EXTRAIT FOURNI →
::::::::

Corinne Le Brun
27 November 2024
Le 27 avril 1962, Eddie Pujol, 20 ans, est de retour à Marseille après avoir passé deux années en Algérie. Il rejoint Paris et, dans le train de nuit, rencontre Agnès. C’est le coup de foudre. Ils sont beaux, ils ne savent rien l’un de l’autre. Ils vont très vite unir leur destin. Eddie s’invente un avenir radieux. Agnès sent qu’il y a une part d’ombre en lui. Eddie et son père, Eric Pujol, ont coupé les liens depuis plus de quinze ans. Eddie a une revanche à prendre sur la vie. Il reprend pied après avoir souffert pendant la guerre d’Algérie. S’il a trouvé l’amour dans son pays natal, retrouvera-t-il celui de son père ? Eric et Eddie parviendront-ils à se réconcilier ?
– La Méduse noire serait-il la suite de votre précédent roman D’où vient l’amour ?
– Je ne l’ai pas du tout vu comme une suite mais plutôt comme un livre autonome à part entière, où on trouve des personnages de la famille Pujol qui ont déjà existé dans D’où vient l’amour (Ed. Calmann-Lévy, 2022). J’avais laissé des personnages très jeunes à la fin du roman. L’un d’entre eux me touchait particulièrement, le personnage d’Eddie, ce petit garçon de quatre ans, né sur les pentes d’un volcan. Je le retrouve au cours de son cheminement, quelques années plus tard, dans un moment bien particulier qui est son retour de la guerre d’Algérie, en 1962. Il reprend pied dans la vie, sur le sol natal, et son nouveau destin va s’enclencher.
– Eddie veut une vie normale. Il lui faut surmonter les traumatismes psychologiques de la guerre
– À la fois, il pousse un ouf de soulagement parce qu’il est sain et sauf. Mais il a connu là-bas ce que personne n’est censé connaître au cours de sa vie. Il est passé par l’expérience de la violence militaire et de l’ordre de l’insoupçonnable. Il a devancé l’appel pour partir, pour se venger de son père qui avait brisé ses amours avec Claudine, la fille du brasseur de bière. Mais il ne savait absolument pas vers quoi il allait. Personne ne savait ce qu’était l’Algérie. Et je pense d’ailleurs que personne ne sait ce qu’elle est ni ce qu’elle a été. Personne ne sait ce qu’est une guerre, à part ceux qui l’ont vécue et qui n’en ont jamais parlé. Personne ne mesure la quantité de violence, la stupidité d’un affrontement militaire et l’horreur que l’on inflige à des jeunes, à des enfants.
Maud Fontenoy, Alain Ducasse et Yann Queffélec et sa femme Servane au gala de charité de la Maud Fontenoy Foundation à bord du Ducasse sur Seine à Paris le 6 juin 2023. © Veeren/Bestimage
– Eddie est confronté à la guerre d’Algérie. Son père, à la seconde guerre mondiale. Ce contexte a son importance pour vous ?

::::::::

DONNÉES FOURNIES →
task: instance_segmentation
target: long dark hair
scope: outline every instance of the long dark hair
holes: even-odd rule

::::::::

CONSIGNE → Reprenez l'entretien consacré au roman La Méduse noire à la suite de sa dernière phrase. Les données ne servent à rien pour cet exercice.

RÉSULTAT DE L'EXERCICE →
– Je suis un enfant de l’après-guerre. Et ce contexte me séduisait parce que je le trouvais infiniment romanesque. Tout le monde en parlait et, à la fois, personne. J’avais l’impression que la guerre était une dame qui devait quitter la pièce et qui pouvait rentrer à n’importe quel moment. Il fallait faire extrêmement attention à ce qu’on disait et faisait. C’était extrêmement mystérieux. Tout le monde se méfie un peu de tout le monde encore, même s’il y avait de l’excitation dans l’air, et qu’il y avait eu des gens bien, d’autres moins bien. Des phrases s’arrêtaient nettes dès qu’on parlait de telle ou telle personne. J’ai essayé de capter ce qu’il y avait d’ambigu et de non-dits dans cette période. Mes parents, comme beaucoup d’autres, ne disaient pas grand-chose. Ils évitaient de donner des détails. Ils étaient passés par l’horreur, par l’humiliation. Je crois que c’était une période extrêmement humiliante pour les Français. C’était la libération. On ne parlait plus de la guerre.
– La guerre en Algérie, justement, on n’en parlait pas non plus.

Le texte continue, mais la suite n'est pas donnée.